## EXERCISE BRIEF:
Rewrite each line of the entries below as a string in one JSON list, with a separate string for every line, no blank lines, and the pictures left out.

## INFORMATION PROVIDED:
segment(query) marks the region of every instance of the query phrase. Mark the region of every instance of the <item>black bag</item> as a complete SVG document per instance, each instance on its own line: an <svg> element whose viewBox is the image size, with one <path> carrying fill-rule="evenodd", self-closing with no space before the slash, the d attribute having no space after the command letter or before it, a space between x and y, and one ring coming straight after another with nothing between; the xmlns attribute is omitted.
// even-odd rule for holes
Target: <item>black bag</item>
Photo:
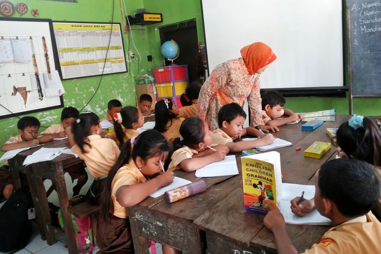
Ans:
<svg viewBox="0 0 381 254"><path fill-rule="evenodd" d="M9 252L23 248L31 234L28 209L33 207L29 190L16 190L0 208L0 251Z"/></svg>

## PROBLEM SOLUTION:
[
  "segment(query) marks the region of every instance of the query phrase. Mark the region of every instance of the <item>black bag</item> as a complete SVG document per instance, each instance on its own line: an <svg> element whose viewBox is the image size, with one <path> carrying fill-rule=\"evenodd\", self-closing with no space before the slash, the d attribute having no space after the command letter or before it, a space between x and y, and one ring coming straight after another with nothing between; the xmlns attribute is omitted.",
  "// even-odd rule for holes",
  "Target: <item>black bag</item>",
  "Photo:",
  "Ans:",
  "<svg viewBox=\"0 0 381 254\"><path fill-rule=\"evenodd\" d=\"M9 252L23 248L31 234L28 209L33 207L29 190L16 190L0 208L0 251Z\"/></svg>"
]